## BEGIN Selected excerpt

Why Saudi crown prince MBS will never join Abraham Accords

Authored by jpost.com and submitted by Psychological-Flow55

We allowed ourselves to believe it. After everything – the sirens, the shelters, the grief that has no bottom – we allowed ourselves to believe that something larger was being built from the rubble.

When the last Israeli hostages came home, when the ceasefire held, when the guns finally went quiet enough to hear something other than the echo of the October 7 massacre, a quiet consensus formed among Israelis across the political spectrum: The Saudi deal was next. It was inevitable. It was the reward at the end of the longest, most terrible tunnel.

The normalization of Saudi-Israeli relations, that enormous diplomatic prize dangled before us like a carrot on a stick for the better part of a decade, is not merely delayed; it is now in doubt. It is structurally, politically, and perhaps generationally foreclosed.

The conditions that once made it seem inevitable have not only disappeared; they have been replaced by countervailing forces so powerful and so entrenched that analysts are no longer debating when the deal might happen but whether the framework that would produce such a deal still exists at all.

US President Donald Trump and Saudi Crown Prince and Prime Minister Mohammed bin Salman look at portraits at the ''Presidential Walk of Fame'' in the Colonnade at the White House in Washington, DC, November 18, 2025. (credit: REUTERS/EVELYN HOCKSTEIN)

Why did things turn out this way?

Understanding why requires us to dispense with the comfortable narrative that Saudi reluctance is simply about Gaza, or about Crown Prince Mohammed bin Salman (MBS) needing political cover, or about American pressure not being applied forcefully enough.

Those explanations are correct to some extent. They are simply insufficient. The truth is deeper, more structural, and considerably more unsettling for those of us who spent the post-October 7 massacre years telling ourselves that Israel’s military transformation of the Middle East would ultimately be rewarded with the one thing it has always wanted: acceptance.

The architecture of the grand bargain was always predicated on a simple transactional logic: Saudi Arabia would normalize with Israel, and in exchange, Washington would deliver a mutual defense treaty, advanced weapons platforms, and civilian nuclear cooperation. Israel was the key that unlocked Washington’s vault for Riyadh.

## END Selected excerpt
## BEGIN Dataset

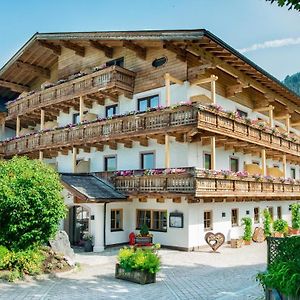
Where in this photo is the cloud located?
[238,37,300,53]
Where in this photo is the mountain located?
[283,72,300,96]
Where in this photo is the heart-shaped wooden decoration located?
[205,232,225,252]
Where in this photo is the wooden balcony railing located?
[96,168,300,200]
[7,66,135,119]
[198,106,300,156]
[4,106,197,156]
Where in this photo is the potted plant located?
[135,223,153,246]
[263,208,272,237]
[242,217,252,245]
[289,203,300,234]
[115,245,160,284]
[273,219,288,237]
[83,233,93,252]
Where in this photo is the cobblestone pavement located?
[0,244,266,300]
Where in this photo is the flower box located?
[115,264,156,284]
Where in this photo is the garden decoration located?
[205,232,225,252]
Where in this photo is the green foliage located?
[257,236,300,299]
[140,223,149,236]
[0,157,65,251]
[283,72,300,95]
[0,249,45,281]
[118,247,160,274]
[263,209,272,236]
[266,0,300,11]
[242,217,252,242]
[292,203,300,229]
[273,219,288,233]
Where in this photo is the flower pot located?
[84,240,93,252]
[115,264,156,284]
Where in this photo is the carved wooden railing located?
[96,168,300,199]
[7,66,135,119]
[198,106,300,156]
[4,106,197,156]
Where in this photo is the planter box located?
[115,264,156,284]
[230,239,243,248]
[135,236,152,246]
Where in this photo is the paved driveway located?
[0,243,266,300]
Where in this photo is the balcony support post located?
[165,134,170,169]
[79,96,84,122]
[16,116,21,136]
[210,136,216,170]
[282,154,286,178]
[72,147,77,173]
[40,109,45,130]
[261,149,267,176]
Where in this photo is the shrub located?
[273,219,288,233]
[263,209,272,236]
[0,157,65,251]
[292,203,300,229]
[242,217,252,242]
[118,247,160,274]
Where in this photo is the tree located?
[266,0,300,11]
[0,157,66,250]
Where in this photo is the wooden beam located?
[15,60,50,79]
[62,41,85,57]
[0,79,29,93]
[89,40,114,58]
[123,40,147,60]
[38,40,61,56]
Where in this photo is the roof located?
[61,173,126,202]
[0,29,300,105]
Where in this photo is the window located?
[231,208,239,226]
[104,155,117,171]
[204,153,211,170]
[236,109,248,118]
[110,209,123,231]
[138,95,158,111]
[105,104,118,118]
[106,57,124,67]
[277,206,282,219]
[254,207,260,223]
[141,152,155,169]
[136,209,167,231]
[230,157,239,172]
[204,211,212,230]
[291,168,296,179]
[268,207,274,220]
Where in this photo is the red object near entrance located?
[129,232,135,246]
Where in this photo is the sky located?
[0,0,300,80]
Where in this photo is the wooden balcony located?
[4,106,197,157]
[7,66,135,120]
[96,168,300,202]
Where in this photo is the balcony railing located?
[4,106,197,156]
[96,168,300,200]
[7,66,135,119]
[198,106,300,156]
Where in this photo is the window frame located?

## END Dataset

*Set of tasks*.
1. Translate this sentence from the article on the Saudi deal into Spanish: "Those explanations are correct to some extent."
2. Tally the lines in the listing that contain the word "balcony" and give only the number.

*Responses for each task*.
1. Esas explicaciones son correctas hasta cierto punto.

2. 4